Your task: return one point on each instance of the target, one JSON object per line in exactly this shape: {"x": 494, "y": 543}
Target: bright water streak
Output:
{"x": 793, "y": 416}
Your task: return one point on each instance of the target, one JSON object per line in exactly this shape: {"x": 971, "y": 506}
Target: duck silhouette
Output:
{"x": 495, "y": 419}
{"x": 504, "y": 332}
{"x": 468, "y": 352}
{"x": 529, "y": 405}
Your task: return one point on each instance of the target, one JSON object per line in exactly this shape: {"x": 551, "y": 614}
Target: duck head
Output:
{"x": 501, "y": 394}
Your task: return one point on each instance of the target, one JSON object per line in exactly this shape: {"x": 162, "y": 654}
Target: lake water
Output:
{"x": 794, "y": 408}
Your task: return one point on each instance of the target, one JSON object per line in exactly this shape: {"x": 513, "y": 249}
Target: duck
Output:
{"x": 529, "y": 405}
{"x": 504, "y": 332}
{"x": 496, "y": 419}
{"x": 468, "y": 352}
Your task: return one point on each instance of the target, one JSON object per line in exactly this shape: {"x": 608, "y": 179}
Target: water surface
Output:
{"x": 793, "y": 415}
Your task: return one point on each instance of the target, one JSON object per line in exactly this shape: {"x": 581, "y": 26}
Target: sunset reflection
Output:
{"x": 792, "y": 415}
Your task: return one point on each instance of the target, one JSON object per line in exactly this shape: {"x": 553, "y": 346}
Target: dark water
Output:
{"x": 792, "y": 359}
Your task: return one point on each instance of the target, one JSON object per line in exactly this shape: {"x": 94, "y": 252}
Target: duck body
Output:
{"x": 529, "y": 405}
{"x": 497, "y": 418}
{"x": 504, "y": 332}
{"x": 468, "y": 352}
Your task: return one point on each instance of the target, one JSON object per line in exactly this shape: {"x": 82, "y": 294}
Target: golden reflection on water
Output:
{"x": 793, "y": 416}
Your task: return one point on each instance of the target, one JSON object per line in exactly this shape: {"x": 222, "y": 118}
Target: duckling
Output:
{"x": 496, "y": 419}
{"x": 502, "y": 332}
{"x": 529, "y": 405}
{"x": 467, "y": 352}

# # # #

▶ **EXERCISE DIRECTIONS**
Please count the lines in the entries above that contain the string "water", matching case exactly, and reply with only the number.

▶ **OUTPUT FOR THIS EXERCISE**
5